§ Text section:
::::::

- Active: 1941–1959
- Country: Soviet Union
- Branch: Red Army / Soviet Army
- Type: Motorized infantry, infantry
- Engagements: World War II Battle of Moscow; Battle of Rzhev; Operation Kutuzov; Operation Bagration; Vitebsk-Orsha Offensive; Minsk Offensive; Vilnius Offensive; Gumbinnen Operation; Battle of Königsberg; ;
- Decorations: Order of Lenin; Order of the Red Banner; Order of Suvorov;
- Battle honours: Gorodok

Commanders
- Notable commanders: Pavel Mironov

= 5th Guards Rifle Division =

The 5th Guards Rifle Division was an infantry division of the Red Army in World War II. It fought at Kaluga, Orel, Moscow, Bryansk, Gorodok, and in Belorussia, East Prussia, and Kurland.

== World War II ==
The 107th Rifle Division was reorganized into a Guards unit designated the 5th Guards Rifle Division on 26 September 1941, in recognition of its performance during the Yelnya offensive. The division included the 12th, 17th and 21st Guards Rifle Regiments, the 24th Guards Artillery Regiment and smaller support units. 107th Rifle Division commander Colonel Pavel Mironov continued to command the 5th Guards.

::::::

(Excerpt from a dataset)
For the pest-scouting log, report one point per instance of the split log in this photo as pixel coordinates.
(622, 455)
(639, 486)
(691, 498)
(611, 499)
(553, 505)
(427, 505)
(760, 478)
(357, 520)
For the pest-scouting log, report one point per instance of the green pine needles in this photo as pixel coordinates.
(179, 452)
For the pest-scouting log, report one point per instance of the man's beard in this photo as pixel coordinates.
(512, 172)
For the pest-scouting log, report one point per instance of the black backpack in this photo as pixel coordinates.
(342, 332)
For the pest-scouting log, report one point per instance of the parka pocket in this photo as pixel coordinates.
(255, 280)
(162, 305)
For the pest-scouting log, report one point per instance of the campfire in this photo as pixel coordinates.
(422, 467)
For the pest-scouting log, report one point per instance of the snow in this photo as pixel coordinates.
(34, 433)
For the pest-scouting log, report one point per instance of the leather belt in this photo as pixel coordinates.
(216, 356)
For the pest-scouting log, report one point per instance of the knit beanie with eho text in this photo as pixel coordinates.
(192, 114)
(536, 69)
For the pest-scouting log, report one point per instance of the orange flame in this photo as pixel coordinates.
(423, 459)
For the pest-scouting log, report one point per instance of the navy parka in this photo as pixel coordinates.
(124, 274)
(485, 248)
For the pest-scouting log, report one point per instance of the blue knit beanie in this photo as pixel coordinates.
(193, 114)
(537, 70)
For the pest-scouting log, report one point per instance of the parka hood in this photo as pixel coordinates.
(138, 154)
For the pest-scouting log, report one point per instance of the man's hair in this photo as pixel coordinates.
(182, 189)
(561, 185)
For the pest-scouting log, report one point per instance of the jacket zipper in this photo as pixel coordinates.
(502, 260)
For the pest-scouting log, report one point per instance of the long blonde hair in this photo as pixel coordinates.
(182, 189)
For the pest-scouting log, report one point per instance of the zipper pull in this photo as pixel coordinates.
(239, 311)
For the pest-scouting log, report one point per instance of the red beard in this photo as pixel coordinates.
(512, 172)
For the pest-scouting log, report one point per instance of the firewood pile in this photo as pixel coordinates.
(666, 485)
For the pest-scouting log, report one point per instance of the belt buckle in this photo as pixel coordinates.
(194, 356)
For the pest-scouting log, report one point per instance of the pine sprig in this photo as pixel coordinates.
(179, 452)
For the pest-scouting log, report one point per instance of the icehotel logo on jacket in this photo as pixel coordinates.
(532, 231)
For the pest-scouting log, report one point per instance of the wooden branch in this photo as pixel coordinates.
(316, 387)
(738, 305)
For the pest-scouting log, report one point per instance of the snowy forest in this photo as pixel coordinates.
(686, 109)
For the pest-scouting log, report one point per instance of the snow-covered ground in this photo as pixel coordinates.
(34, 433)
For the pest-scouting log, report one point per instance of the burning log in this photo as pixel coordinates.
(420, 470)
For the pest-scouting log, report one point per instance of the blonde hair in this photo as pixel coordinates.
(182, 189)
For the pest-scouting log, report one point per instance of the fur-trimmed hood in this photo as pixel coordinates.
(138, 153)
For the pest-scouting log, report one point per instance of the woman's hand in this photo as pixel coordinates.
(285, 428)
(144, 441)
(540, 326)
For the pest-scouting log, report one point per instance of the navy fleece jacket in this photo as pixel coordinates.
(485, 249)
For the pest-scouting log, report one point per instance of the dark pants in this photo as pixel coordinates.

::::::

§ Problem 1: Repeat the text on the 5th Guards Rifle Division between "- Active: 1941–1959" and "Prussia, and Kurland.", inclusive.
§ Problem 2: State how many lines of the rows contain the string "belt", and give only the number.

§ Task answer 1:
- Active: 1941–1959
- Country: Soviet Union
- Branch: Red Army / Soviet Army
- Type: Motorized infantry, infantry
- Engagements: World War II Battle of Moscow; Battle of Rzhev; Operation Kutuzov; Operation Bagration; Vitebsk-Orsha Offensive; Minsk Offensive; Vilnius Offensive; Gumbinnen Operation; Battle of Königsberg; ;
- Decorations: Order of Lenin; Order of the Red Banner; Order of Suvorov;
- Battle honours: Gorodok

Commanders
- Notable commanders: Pavel Mironov

= 5th Guards Rifle Division =

The 5th Guards Rifle Division was an infantry division of the Red Army in World War II. It fought at Kaluga, Orel, Moscow, Bryansk, Gorodok, and in Belorussia, East Prussia, and Kurland.

§ Task answer 2: 2